• Exercise data:
________________________
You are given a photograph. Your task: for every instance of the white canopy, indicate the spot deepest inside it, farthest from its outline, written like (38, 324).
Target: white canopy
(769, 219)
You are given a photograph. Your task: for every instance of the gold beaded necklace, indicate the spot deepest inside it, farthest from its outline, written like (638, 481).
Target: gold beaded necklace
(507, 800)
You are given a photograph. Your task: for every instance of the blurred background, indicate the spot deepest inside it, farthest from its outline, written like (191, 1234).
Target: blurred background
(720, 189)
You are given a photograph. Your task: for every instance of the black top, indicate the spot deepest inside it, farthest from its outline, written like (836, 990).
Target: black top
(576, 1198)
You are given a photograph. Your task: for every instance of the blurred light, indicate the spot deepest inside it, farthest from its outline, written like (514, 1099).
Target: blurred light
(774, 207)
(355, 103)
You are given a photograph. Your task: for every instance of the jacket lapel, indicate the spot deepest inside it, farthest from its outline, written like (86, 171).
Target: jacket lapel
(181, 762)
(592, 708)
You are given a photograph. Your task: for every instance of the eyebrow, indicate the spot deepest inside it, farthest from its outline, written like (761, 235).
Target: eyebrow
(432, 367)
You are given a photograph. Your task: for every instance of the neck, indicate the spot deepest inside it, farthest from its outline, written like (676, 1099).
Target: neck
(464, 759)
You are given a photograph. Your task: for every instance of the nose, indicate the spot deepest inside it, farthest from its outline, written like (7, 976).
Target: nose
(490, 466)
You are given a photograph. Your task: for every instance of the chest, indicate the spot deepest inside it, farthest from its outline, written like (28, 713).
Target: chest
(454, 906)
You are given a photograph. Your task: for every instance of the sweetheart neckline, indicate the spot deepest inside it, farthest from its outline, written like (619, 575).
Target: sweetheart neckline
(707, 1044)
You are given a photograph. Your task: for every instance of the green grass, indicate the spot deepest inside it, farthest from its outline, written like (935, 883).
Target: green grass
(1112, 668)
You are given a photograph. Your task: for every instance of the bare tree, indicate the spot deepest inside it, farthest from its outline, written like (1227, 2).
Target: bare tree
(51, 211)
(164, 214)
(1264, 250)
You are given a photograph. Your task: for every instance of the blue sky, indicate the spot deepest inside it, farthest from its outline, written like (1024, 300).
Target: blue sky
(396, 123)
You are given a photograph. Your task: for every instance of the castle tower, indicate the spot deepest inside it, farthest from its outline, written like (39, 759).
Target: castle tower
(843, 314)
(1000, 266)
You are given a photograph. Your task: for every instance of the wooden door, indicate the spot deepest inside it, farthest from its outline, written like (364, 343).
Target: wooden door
________________________
• Work instruction: The records above are to be restated word for word.

• Completed exercise:
You are given a photograph. Your task: for every instance of the white canopy, indicate the spot deepest inside it, farthest from its outline, written like (38, 324).
Target: white canopy
(769, 219)
You are given a photograph. Your task: for every instance of the gold beaded necklace, indicate the spot deepest inside it, farthest from its outline, written like (638, 481).
Target: gold beaded necklace
(507, 800)
You are given a photograph. Your task: for every instance of the blurred background, indicate the spot deepest inside it, farthest from its outline, written like (191, 1234).
Target: blurred background
(720, 189)
You are given a photograph. Your task: for every instance of the black top, indicate the spot deepest inside it, farthest from its outline, written like (836, 990).
Target: black top
(576, 1198)
You are given a photograph. Your task: for every instance of the blurred light, indicate the spot deepest inside it, farthest from its outline, written like (514, 1099).
Target: blurred light
(774, 207)
(355, 103)
You are given a photograph. Your task: for every instance of the jacket lapel, indicate the spot deepest inside it, farthest from its outline, written like (86, 171).
Target: jacket lapel
(181, 762)
(592, 708)
You are given a photograph. Your task: for every instance of the eyebrow, indicate the spot deepest inside it, farthest from its outline, written like (761, 235).
Target: eyebrow
(432, 367)
You are given a photograph. Your task: for every instance of the neck, indicate the spot deepest inside it, farthest from its outline, written like (676, 1099).
Target: neck
(464, 759)
You are given a photograph. Your task: for every instance of the nose, indicate the spot deepest inside it, farthest from its outline, written like (7, 976).
Target: nose
(490, 466)
You are given a photograph. Your task: for every instance of the chest, indicate the spot deepest inside it, farthest from its outline, written like (28, 713).
Target: chest
(454, 906)
You are given a photograph. Your task: for every instance of the sweetheart neckline, indicate the spot deepest inside it, farthest from its outline, written like (619, 575).
Target: sweetheart neckline
(707, 1044)
You are given a photograph. Your task: for every instance of the green grass, indicate the spot deepest inside it, farthest from its outline, written like (935, 883).
Target: green grass
(1112, 668)
You are given a photograph. Your task: for every instance of the bare tree, indicate the spot deepest inside it, farthest from its outline, written like (1227, 2).
Target: bare tree
(51, 211)
(164, 214)
(1264, 250)
You are given a photograph. Your task: for every instance of the blue sky, indicate the spot deepest inside it, farthest from its outline, written like (1024, 300).
Target: blue sky
(396, 123)
You are given a photograph. Your task: for every instance of the castle tower, indicate the spot deepest inside it, farthest from its outline, written like (39, 759).
Target: castle tower
(843, 314)
(1000, 266)
You are given a photograph. Your task: for every instance of the wooden door, indicate the spot deepest inside it, farthest from its outline, written like (364, 343).
Target: wooden door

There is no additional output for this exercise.